Start of Block

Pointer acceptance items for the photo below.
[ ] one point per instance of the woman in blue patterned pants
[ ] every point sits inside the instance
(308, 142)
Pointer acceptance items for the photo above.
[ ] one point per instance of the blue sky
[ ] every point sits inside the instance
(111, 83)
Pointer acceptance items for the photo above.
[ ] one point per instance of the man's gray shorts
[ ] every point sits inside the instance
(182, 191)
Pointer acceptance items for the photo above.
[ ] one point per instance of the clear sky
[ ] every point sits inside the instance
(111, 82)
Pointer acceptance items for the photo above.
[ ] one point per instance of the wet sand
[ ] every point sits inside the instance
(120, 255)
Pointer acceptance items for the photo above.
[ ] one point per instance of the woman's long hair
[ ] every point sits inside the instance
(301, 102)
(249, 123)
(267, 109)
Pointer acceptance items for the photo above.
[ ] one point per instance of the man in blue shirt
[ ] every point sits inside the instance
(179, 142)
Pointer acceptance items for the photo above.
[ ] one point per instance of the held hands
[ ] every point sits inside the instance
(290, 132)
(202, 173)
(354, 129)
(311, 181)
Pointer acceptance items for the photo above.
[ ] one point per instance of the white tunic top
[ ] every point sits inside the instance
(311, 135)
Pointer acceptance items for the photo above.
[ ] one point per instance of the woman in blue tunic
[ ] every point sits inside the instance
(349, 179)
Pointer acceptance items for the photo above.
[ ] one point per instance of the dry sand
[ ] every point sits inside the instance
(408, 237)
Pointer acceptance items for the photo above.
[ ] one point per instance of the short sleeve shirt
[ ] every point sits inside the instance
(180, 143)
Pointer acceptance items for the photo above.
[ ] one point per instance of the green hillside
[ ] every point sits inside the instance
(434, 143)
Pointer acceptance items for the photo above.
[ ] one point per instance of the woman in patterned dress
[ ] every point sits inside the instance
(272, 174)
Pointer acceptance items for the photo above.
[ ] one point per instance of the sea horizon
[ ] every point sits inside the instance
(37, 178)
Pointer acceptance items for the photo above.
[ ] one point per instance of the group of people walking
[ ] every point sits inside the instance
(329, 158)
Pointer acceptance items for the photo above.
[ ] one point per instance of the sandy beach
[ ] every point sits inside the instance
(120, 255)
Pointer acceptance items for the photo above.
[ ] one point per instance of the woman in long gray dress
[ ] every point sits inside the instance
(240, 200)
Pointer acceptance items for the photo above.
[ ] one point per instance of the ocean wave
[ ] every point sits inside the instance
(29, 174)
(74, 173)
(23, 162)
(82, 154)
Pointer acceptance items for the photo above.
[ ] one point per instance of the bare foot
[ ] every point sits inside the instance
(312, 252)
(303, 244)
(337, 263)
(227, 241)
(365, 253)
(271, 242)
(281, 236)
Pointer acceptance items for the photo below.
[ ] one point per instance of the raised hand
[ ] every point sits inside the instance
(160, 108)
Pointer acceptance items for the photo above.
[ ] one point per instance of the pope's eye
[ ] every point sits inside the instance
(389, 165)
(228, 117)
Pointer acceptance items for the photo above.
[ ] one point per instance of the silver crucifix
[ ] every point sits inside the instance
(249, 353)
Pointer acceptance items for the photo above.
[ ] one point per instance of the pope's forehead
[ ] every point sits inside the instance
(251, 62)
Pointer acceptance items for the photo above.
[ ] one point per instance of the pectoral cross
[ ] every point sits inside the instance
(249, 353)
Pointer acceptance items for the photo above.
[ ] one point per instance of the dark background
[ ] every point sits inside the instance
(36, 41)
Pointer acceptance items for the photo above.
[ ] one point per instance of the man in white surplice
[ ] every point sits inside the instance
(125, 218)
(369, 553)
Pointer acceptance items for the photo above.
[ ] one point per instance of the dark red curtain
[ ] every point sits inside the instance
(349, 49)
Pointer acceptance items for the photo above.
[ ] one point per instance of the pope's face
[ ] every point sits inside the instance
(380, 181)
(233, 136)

End of Block

- Brief: Give the number of lines in the entries that include the string "woman", and nothing more.

- Solved exercise: 5